» **Given text**
-------------------------

72

I need to combine two string sets while filtering out redundant information, this is the solution I came up with, is there a better way that anyone can suggest? Perhaps something built in that I overlooked? Didn't have any luck with google.

Set<String> oldStringSet = getOldStringSet();
Set<String> newStringSet = getNewStringSet();

for(String currentString : oldStringSet)
{
    if (!newStringSet.contains(currentString))
    {
        newStringSet.add(currentString);
    }
}

11 Answers 11

105

Since a Set does not contain duplicate entries, you can therefore combine the two by:

newStringSet.addAll(oldStringSet);

It does not matter if you add things twice, the set will only contain the element once... e.g it's no need to check using contains method.

67

You can do it using this one-liner

Set<String> combined = Stream.concat(newStringSet.stream(), oldStringSet.stream())

-------------------------

» **Directions**
In the thread on merging string sets, what single statement does the answer with 105 votes use to combine the two sets? The lines that follow have nothing to do with the thread on merging string sets.

» **Supplied material**
-------------------------

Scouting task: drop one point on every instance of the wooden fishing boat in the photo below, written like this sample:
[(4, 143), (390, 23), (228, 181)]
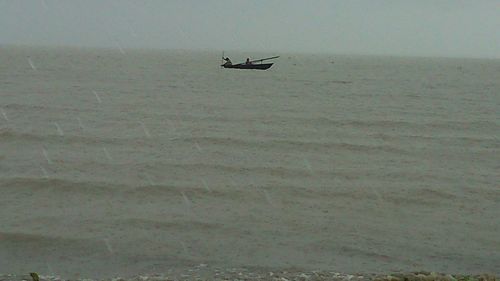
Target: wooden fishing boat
[(249, 64), (260, 66)]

-------------------------

» **The reply**
newStringSet.addAll(oldStringSet);